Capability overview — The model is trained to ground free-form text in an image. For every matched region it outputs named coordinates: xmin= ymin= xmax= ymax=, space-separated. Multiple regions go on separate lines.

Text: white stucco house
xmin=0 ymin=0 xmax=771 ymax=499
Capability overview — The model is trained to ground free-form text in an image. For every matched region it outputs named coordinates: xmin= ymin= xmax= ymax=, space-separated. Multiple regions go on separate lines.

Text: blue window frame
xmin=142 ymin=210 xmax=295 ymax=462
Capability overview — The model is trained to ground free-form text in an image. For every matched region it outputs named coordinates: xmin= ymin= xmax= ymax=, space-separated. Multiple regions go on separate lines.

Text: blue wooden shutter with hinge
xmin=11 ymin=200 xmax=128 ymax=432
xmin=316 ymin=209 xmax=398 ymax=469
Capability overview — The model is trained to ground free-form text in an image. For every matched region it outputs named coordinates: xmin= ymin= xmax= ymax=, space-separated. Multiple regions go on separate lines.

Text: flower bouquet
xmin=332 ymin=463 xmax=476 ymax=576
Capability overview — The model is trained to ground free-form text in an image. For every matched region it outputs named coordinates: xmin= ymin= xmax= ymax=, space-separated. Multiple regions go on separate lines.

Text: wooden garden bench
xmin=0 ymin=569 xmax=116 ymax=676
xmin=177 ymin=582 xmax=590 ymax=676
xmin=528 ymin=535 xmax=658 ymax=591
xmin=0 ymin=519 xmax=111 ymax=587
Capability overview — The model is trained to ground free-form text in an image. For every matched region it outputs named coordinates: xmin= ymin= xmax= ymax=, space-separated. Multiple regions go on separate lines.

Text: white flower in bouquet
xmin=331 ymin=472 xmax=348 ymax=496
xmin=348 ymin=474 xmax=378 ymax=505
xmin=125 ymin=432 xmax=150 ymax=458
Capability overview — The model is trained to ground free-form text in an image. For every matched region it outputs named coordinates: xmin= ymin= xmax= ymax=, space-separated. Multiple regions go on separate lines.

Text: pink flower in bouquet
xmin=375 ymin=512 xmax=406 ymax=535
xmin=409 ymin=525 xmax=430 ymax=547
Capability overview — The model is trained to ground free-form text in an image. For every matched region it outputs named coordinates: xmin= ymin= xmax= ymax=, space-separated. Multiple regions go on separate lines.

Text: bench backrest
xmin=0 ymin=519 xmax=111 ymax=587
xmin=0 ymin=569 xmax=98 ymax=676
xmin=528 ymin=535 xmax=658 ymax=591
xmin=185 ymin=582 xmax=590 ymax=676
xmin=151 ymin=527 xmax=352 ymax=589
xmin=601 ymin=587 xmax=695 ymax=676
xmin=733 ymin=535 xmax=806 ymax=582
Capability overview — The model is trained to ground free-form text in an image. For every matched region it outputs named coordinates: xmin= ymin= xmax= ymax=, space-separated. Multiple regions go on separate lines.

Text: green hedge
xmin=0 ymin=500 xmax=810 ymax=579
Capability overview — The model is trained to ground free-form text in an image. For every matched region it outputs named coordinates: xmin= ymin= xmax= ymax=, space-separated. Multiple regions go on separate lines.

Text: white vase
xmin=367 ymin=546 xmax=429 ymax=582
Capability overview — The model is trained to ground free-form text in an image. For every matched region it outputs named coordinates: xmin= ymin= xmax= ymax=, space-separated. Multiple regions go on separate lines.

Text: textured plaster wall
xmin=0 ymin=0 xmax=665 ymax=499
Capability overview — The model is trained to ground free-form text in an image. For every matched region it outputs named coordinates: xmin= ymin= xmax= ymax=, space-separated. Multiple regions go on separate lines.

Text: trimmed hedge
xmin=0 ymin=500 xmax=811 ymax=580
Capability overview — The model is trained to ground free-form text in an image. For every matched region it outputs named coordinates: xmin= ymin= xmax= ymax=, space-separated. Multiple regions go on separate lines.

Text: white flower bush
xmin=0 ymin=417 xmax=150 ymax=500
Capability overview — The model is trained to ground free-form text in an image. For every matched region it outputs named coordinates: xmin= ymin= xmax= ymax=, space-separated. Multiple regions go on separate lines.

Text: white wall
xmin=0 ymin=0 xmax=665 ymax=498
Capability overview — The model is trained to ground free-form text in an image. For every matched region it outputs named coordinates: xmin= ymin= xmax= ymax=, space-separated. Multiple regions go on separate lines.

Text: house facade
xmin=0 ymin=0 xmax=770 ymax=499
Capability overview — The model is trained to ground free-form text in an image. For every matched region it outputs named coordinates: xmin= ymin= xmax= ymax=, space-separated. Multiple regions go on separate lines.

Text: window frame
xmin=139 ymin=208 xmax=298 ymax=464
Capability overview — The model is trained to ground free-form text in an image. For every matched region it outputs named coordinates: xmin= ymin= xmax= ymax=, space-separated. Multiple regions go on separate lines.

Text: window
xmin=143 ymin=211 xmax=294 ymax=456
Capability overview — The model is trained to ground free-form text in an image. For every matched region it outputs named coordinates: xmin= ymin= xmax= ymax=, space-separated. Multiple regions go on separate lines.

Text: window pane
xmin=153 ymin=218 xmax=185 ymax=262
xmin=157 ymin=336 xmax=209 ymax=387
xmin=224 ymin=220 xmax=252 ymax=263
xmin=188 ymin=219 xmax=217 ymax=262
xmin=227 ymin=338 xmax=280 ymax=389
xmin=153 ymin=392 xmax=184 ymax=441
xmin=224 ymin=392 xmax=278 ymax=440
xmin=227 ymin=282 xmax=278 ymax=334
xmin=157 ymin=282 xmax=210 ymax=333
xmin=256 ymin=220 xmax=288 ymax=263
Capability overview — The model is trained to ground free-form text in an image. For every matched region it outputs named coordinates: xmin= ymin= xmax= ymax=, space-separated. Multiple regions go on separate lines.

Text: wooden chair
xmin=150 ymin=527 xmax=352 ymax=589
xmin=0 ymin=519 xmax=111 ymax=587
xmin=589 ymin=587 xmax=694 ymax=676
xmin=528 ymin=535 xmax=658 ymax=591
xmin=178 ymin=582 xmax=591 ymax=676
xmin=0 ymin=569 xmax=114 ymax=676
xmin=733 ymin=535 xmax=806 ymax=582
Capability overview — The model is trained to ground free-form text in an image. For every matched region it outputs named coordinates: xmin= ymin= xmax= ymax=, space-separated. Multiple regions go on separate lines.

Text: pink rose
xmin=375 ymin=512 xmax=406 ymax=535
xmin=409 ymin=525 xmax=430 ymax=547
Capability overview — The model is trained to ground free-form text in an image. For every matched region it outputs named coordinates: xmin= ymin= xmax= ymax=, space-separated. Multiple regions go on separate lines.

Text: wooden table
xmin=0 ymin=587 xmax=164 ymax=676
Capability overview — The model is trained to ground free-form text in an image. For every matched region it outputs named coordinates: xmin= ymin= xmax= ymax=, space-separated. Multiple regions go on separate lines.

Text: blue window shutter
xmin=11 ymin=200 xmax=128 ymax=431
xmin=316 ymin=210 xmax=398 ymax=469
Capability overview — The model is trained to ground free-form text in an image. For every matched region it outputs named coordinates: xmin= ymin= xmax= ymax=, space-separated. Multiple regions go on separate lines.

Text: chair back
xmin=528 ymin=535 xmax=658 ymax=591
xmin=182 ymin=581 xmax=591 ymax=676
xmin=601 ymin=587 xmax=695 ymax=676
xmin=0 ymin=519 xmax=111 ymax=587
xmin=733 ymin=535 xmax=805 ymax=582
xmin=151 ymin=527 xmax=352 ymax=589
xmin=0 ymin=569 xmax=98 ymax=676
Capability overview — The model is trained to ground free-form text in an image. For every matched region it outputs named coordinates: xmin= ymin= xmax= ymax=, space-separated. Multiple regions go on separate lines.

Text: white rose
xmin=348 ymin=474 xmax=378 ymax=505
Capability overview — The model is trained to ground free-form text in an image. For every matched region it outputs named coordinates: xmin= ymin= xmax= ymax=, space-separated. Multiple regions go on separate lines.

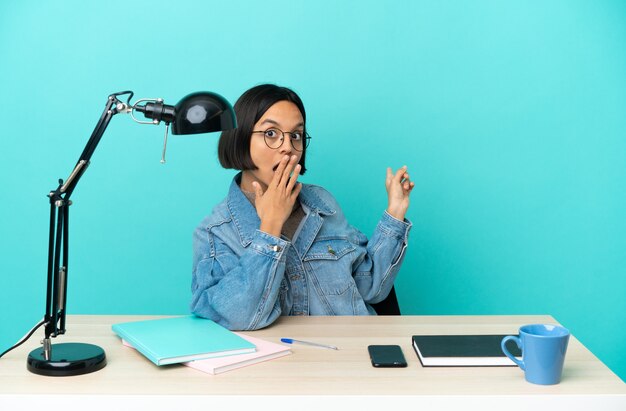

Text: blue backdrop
xmin=0 ymin=0 xmax=626 ymax=379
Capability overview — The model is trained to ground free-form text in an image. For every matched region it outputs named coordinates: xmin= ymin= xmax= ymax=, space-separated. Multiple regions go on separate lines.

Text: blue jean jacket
xmin=191 ymin=175 xmax=411 ymax=330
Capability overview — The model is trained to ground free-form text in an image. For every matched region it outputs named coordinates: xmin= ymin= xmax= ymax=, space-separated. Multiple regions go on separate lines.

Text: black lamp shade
xmin=172 ymin=91 xmax=237 ymax=134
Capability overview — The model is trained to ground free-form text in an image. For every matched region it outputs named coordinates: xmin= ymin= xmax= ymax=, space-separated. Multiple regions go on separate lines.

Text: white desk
xmin=0 ymin=316 xmax=626 ymax=411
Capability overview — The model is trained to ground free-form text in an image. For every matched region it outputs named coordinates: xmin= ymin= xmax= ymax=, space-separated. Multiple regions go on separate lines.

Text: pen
xmin=280 ymin=338 xmax=339 ymax=350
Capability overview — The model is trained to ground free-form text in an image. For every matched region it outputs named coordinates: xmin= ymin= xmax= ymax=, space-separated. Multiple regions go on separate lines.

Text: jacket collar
xmin=226 ymin=173 xmax=336 ymax=247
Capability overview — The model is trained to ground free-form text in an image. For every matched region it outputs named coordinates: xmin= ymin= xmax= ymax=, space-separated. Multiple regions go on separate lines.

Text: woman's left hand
xmin=385 ymin=166 xmax=415 ymax=221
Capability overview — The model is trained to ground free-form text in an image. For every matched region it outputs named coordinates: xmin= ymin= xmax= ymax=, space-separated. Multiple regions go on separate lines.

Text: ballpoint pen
xmin=280 ymin=338 xmax=339 ymax=350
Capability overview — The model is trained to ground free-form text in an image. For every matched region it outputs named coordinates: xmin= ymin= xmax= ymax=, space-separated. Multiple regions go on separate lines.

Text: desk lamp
xmin=26 ymin=91 xmax=237 ymax=376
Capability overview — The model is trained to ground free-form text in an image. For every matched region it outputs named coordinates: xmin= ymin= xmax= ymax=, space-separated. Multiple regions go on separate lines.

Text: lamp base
xmin=26 ymin=343 xmax=107 ymax=377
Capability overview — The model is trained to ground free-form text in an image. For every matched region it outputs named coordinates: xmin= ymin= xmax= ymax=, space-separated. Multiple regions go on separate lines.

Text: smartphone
xmin=367 ymin=345 xmax=406 ymax=368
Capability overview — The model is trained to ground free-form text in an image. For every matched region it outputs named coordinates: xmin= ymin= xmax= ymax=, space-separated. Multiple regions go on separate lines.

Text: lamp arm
xmin=43 ymin=91 xmax=133 ymax=344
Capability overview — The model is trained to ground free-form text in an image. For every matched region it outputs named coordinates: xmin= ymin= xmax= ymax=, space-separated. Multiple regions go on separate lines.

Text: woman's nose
xmin=280 ymin=134 xmax=293 ymax=154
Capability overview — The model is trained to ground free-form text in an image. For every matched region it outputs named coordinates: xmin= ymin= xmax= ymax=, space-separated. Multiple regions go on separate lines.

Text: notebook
xmin=122 ymin=333 xmax=291 ymax=374
xmin=111 ymin=315 xmax=256 ymax=365
xmin=412 ymin=334 xmax=522 ymax=367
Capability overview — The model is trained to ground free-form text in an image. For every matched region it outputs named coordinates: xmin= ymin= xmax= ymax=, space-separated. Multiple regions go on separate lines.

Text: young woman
xmin=191 ymin=84 xmax=414 ymax=330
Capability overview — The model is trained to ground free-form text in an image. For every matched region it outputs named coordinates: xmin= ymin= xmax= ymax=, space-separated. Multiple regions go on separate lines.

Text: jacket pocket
xmin=303 ymin=238 xmax=355 ymax=295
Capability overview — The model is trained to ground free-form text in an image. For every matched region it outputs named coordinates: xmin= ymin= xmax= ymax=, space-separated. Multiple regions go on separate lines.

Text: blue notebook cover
xmin=111 ymin=315 xmax=255 ymax=365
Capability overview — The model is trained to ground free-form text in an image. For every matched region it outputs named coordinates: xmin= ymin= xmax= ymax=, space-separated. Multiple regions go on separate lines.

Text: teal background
xmin=0 ymin=0 xmax=626 ymax=379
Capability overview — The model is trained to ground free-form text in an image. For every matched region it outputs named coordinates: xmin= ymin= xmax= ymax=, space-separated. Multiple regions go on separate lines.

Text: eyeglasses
xmin=252 ymin=128 xmax=311 ymax=151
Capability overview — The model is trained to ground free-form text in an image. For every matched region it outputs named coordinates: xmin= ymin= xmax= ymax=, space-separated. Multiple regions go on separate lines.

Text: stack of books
xmin=112 ymin=316 xmax=291 ymax=374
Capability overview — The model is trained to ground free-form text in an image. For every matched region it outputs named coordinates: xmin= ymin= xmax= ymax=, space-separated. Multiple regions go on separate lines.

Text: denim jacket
xmin=191 ymin=174 xmax=411 ymax=330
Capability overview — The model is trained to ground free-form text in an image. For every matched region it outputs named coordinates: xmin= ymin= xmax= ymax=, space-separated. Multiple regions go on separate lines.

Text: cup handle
xmin=500 ymin=335 xmax=526 ymax=371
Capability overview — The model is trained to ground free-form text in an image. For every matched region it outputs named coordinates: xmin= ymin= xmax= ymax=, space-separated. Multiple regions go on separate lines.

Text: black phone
xmin=367 ymin=345 xmax=406 ymax=367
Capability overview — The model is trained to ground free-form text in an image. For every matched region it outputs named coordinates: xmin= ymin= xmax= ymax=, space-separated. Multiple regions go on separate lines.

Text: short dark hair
xmin=217 ymin=84 xmax=306 ymax=174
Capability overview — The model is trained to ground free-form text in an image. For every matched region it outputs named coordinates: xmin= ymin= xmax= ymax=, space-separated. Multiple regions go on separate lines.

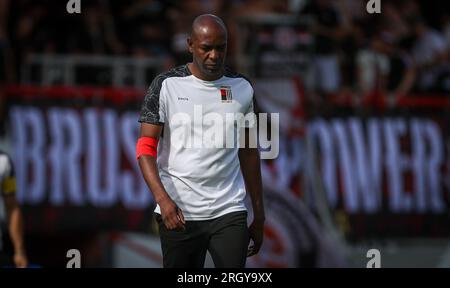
===============
» **WRITTEN EXERCISE**:
Please report every line of the entries above that contains the word "wooden", copying each such line in full.

» **EXERCISE RESPONSE**:
Text: blue wooden shutter with hinge
Text: wooden garden bench
Text: wooden chair
Text: wooden table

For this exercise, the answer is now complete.